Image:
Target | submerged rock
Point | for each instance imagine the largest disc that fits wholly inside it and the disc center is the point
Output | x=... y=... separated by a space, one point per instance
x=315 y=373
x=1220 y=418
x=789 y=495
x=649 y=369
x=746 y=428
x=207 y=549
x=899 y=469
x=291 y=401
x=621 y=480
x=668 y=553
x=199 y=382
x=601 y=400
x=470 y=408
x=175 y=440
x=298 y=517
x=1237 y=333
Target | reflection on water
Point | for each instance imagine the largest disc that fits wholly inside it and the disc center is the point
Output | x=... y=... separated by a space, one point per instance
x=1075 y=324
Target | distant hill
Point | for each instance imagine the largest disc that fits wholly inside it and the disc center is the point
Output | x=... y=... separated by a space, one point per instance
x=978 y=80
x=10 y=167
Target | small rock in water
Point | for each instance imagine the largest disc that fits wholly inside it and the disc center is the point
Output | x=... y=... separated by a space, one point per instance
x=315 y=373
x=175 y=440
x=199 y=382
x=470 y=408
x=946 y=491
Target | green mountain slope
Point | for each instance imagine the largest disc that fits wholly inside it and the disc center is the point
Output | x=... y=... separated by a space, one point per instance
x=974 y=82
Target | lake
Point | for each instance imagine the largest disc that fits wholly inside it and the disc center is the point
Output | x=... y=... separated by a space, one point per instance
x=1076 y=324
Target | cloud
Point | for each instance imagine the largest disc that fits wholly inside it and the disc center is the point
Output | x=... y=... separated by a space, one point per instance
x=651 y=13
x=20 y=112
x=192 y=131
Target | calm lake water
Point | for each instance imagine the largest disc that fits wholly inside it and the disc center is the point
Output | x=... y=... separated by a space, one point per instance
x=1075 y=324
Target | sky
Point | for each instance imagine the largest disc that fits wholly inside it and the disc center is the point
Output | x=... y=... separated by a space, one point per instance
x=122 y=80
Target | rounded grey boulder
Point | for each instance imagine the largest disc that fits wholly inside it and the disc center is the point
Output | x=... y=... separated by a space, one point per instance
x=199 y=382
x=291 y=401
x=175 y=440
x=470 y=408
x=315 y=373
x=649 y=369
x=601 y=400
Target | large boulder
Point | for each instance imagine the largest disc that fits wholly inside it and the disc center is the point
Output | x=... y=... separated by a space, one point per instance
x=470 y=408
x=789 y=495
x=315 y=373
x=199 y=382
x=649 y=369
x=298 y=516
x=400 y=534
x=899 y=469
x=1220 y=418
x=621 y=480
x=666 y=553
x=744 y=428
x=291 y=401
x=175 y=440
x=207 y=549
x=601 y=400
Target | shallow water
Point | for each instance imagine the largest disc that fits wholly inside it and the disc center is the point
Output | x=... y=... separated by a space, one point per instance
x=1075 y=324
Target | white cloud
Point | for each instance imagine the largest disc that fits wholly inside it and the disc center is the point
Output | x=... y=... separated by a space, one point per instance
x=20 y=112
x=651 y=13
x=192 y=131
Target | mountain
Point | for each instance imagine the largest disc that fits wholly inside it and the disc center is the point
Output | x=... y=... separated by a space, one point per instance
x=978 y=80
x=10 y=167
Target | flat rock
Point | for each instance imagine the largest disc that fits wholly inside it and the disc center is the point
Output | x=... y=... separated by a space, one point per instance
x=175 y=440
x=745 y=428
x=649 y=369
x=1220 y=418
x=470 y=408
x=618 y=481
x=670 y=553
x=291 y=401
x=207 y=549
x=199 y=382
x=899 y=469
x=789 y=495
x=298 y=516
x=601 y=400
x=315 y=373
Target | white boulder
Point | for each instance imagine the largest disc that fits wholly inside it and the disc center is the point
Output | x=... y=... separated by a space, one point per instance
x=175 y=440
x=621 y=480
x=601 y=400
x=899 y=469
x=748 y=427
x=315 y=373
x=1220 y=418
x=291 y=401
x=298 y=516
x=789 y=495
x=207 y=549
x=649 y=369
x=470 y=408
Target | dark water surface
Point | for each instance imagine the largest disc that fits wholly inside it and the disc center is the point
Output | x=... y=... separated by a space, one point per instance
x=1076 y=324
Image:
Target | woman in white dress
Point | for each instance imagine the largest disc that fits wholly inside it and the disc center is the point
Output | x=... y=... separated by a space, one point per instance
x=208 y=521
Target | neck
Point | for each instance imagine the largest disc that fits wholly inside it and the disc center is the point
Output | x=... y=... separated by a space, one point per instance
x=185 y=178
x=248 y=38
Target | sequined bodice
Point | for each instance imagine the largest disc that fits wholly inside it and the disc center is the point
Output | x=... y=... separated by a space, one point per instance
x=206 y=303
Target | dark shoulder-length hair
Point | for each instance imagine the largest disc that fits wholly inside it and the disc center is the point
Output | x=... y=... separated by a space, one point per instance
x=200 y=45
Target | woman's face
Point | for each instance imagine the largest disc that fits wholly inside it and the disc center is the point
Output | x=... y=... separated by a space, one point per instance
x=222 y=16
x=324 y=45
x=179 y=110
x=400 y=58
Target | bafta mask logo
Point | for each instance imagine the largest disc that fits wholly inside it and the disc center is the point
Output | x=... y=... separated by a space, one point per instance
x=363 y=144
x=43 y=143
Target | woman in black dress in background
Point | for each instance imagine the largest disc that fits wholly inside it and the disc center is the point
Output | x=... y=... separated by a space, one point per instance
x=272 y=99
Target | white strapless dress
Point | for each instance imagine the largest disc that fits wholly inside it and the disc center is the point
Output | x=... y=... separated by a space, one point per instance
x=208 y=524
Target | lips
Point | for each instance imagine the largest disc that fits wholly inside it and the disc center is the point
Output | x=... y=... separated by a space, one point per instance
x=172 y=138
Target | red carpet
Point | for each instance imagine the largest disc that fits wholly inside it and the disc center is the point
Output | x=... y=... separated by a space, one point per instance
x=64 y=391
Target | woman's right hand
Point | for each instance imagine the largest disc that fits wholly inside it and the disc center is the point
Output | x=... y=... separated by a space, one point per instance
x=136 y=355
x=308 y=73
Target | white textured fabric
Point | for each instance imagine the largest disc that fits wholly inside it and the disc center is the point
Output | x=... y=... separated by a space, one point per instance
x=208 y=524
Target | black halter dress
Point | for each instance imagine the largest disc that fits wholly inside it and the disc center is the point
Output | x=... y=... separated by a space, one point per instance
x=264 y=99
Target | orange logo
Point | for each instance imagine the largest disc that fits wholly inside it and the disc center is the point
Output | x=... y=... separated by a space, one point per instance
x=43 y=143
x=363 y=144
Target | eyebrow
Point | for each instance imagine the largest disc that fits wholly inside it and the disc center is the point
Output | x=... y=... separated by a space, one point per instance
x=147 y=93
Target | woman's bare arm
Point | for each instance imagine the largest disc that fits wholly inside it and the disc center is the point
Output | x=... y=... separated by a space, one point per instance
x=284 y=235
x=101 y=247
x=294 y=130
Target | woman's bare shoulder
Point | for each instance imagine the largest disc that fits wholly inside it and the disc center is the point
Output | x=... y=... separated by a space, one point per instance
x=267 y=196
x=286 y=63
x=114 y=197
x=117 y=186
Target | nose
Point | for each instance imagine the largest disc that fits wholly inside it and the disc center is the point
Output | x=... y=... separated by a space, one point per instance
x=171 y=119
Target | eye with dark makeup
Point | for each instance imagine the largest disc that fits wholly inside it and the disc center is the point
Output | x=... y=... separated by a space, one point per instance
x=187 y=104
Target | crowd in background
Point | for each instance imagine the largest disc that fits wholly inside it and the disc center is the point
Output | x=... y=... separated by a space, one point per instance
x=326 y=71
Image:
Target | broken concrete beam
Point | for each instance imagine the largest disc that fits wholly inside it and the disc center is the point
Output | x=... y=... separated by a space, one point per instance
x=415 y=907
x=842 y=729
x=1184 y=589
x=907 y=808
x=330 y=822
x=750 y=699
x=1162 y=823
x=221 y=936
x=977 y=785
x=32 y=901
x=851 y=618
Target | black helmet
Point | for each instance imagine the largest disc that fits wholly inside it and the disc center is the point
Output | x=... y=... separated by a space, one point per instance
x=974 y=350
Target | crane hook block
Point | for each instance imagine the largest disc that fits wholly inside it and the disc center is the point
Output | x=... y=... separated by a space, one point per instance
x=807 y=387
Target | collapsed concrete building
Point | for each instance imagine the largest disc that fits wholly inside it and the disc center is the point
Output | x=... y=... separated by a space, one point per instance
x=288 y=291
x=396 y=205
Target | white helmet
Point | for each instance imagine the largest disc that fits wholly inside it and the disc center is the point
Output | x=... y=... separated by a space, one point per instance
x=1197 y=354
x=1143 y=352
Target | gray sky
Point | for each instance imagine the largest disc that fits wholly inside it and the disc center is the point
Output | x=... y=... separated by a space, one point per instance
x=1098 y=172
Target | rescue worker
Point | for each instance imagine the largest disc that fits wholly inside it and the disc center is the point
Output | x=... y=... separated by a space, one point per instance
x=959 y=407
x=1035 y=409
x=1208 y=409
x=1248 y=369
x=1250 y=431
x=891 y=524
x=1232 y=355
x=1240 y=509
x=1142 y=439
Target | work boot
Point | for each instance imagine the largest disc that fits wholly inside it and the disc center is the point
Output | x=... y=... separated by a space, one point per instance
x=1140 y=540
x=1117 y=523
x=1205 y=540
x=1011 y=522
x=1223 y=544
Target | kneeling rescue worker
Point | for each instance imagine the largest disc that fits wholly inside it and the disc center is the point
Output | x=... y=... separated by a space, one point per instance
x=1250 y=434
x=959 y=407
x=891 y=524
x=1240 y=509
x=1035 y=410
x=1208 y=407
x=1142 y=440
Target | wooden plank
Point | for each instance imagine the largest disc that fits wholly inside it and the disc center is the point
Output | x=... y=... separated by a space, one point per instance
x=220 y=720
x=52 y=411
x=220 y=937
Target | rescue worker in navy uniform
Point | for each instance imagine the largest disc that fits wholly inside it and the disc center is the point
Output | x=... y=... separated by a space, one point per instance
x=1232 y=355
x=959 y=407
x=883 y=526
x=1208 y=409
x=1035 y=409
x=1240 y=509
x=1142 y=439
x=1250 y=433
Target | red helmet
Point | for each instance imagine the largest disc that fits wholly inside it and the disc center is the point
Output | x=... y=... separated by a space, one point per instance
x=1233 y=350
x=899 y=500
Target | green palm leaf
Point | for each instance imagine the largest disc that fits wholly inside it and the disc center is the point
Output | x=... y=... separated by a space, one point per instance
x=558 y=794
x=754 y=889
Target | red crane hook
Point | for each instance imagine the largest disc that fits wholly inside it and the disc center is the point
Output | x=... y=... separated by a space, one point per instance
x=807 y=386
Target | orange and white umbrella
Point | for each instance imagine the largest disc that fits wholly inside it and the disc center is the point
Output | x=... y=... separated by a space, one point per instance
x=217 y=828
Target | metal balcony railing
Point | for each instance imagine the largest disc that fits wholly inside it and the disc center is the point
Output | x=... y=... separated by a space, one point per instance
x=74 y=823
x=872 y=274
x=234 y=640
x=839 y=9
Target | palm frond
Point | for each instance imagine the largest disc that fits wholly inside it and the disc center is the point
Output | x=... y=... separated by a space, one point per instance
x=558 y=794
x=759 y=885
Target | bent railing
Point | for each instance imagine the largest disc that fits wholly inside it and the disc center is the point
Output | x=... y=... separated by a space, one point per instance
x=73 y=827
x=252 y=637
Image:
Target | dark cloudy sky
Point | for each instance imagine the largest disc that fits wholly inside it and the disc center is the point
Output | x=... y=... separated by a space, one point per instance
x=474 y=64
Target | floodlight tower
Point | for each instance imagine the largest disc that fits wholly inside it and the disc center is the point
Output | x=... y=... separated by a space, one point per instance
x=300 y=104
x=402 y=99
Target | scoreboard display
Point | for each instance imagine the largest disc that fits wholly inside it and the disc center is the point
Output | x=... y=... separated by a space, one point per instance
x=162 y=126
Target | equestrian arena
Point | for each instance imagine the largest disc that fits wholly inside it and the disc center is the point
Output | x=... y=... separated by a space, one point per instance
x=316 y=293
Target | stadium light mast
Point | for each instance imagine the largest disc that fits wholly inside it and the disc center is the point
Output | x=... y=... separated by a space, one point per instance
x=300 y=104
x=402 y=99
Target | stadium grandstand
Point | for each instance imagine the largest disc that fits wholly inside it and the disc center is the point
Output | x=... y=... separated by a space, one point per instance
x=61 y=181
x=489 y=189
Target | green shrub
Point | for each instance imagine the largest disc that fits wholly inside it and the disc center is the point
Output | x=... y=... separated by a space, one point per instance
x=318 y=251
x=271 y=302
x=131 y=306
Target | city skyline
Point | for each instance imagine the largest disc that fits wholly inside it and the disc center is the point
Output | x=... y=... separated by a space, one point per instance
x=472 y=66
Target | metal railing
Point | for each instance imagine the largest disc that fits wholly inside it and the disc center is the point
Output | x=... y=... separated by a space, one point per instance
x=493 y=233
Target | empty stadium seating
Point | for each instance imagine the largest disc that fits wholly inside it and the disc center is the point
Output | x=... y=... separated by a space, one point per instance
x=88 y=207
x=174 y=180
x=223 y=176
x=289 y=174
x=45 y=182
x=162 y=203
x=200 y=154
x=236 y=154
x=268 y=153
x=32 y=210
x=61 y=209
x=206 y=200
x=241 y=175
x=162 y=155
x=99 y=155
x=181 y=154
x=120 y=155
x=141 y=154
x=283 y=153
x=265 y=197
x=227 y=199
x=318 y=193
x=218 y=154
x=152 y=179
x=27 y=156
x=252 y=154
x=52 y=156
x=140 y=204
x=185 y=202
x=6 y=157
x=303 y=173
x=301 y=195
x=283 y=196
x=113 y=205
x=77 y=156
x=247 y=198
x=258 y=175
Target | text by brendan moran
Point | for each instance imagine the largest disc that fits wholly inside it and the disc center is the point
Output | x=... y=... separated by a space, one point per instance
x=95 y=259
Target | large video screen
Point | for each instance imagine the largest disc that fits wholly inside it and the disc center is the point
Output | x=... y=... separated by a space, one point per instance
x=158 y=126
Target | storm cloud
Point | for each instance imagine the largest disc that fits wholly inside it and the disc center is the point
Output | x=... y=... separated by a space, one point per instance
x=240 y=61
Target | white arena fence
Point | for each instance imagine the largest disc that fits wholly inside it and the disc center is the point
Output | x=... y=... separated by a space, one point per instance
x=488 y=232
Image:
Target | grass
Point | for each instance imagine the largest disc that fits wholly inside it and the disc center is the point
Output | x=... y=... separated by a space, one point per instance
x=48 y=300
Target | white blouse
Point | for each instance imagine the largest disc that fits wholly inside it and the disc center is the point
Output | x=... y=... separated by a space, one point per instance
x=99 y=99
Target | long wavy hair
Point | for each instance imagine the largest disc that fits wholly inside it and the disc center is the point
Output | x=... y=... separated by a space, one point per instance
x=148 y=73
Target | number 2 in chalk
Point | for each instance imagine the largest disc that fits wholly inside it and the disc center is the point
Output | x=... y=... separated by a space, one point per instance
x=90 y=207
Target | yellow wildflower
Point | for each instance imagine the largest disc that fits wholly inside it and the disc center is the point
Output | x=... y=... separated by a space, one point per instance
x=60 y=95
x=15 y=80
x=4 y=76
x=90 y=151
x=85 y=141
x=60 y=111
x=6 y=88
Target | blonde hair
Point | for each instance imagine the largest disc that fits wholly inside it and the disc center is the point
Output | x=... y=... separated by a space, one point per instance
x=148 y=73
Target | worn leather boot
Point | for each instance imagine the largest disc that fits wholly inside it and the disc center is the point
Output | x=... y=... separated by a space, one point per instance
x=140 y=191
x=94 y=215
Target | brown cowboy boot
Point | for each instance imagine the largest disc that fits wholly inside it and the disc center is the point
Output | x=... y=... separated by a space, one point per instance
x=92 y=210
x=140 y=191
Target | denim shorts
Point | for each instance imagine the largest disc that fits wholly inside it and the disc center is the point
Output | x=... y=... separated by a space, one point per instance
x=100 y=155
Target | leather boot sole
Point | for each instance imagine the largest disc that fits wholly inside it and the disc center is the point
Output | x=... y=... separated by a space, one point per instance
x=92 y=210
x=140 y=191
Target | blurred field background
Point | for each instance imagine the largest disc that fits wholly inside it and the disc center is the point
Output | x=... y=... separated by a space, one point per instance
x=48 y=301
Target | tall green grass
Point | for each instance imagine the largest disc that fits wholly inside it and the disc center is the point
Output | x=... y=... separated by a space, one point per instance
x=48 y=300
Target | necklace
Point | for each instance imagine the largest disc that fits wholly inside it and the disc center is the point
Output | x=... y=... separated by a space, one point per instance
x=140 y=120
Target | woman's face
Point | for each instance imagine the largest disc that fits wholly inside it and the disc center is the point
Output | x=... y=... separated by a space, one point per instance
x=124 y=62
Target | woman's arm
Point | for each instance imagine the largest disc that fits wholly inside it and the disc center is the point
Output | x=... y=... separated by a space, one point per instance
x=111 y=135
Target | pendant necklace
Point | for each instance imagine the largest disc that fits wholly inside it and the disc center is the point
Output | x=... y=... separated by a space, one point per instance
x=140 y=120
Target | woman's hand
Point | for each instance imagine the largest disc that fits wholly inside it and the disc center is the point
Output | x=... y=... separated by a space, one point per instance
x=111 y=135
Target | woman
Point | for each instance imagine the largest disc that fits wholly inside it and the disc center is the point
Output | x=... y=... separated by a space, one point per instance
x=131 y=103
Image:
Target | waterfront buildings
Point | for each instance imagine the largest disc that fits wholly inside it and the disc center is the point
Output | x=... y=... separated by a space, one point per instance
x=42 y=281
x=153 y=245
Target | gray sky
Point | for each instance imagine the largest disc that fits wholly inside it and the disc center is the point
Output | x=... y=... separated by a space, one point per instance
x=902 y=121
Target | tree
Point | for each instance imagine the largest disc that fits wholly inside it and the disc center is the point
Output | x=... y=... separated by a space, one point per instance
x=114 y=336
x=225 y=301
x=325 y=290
....
Would you print, exactly as written, every line above from the one holding "Target | black helmet" through the one holding "Target | collapsed concrete building", with both included and no other lines?

Target | black helmet
Point | for each instance imagine the largest disc that fits wholly inside it and the disc center is the point
Output | x=... y=... separated by a space, one point per instance
x=974 y=350
Target | crane hook block
Point | for each instance imagine the largest disc that fits wholly inside it and the disc center is the point
Output | x=... y=... separated by a space, one point per instance
x=807 y=387
Target | collapsed concrete building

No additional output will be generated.